** begin Entries **

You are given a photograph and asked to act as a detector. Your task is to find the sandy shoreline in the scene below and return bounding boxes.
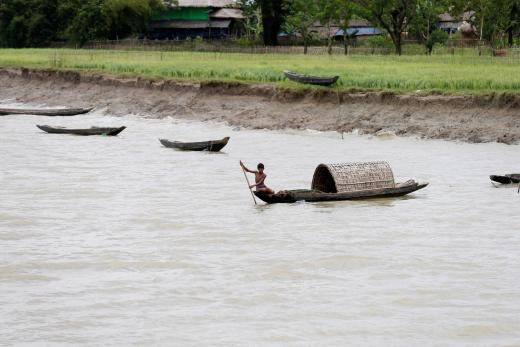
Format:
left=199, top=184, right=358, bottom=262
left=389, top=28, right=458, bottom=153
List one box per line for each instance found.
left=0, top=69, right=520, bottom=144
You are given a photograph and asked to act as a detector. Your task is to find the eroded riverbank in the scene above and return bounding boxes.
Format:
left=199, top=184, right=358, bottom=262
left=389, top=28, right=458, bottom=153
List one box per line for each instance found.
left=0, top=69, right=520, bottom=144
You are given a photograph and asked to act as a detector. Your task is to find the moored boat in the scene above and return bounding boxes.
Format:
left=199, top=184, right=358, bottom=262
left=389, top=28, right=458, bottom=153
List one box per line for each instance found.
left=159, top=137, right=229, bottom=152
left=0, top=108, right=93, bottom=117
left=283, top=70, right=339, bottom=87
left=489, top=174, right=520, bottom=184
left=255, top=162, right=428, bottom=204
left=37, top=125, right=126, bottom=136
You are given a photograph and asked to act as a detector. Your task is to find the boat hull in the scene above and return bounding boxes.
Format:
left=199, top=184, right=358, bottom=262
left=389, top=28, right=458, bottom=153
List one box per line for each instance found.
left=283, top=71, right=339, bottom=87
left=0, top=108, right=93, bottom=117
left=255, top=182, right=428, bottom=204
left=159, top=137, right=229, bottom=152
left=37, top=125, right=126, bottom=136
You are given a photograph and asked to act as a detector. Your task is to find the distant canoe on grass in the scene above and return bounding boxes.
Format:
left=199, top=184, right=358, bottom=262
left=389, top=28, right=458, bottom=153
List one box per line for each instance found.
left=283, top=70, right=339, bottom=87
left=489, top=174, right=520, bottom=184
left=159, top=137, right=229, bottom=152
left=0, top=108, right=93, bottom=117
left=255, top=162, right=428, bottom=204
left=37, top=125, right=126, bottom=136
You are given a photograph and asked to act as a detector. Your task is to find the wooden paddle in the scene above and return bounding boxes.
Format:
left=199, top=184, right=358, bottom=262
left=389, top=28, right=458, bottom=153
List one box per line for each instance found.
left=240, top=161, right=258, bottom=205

** end Entries **
** begin Entries **

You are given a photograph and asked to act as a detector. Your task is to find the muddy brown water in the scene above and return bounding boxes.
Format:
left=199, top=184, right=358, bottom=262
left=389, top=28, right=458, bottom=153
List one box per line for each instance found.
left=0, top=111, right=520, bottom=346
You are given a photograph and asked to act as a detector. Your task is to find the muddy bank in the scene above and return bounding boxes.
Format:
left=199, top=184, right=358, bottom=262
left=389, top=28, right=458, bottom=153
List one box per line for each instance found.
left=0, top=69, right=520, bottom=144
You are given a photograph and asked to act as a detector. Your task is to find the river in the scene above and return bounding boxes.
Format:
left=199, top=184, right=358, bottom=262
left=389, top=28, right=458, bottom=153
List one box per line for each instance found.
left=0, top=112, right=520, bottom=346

** end Entries **

● Work required
Extract the lines of the records above from the one containing "find the boat" through the one containing "left=240, top=161, right=258, bottom=205", both included, and reproduce them word for word.

● Response
You are given a photograph and asked to act as a detector. Your task is to find the boat hull in the scene above and return bounding boxes.
Format:
left=199, top=184, right=358, bottom=262
left=389, top=28, right=458, bottom=153
List one box per line for each instance found.
left=283, top=71, right=339, bottom=87
left=0, top=108, right=93, bottom=117
left=255, top=182, right=428, bottom=204
left=159, top=137, right=229, bottom=152
left=37, top=125, right=126, bottom=136
You are given a photograph and asked to act as a detector. Your task is to find the distant canoe on grass in the scene above and return bounding boxes.
Format:
left=199, top=184, right=358, bottom=262
left=389, top=28, right=458, bottom=153
List one box per line for each instance found.
left=283, top=70, right=339, bottom=87
left=489, top=174, right=520, bottom=184
left=159, top=137, right=229, bottom=152
left=0, top=108, right=93, bottom=117
left=255, top=162, right=428, bottom=204
left=37, top=125, right=126, bottom=136
You are given a photograph and asked to act as a detector. Your task is to find the wooden paddle in the scene above and return bounding boxes.
Format:
left=199, top=184, right=358, bottom=262
left=389, top=28, right=458, bottom=153
List one box per line for each instance found.
left=240, top=161, right=258, bottom=205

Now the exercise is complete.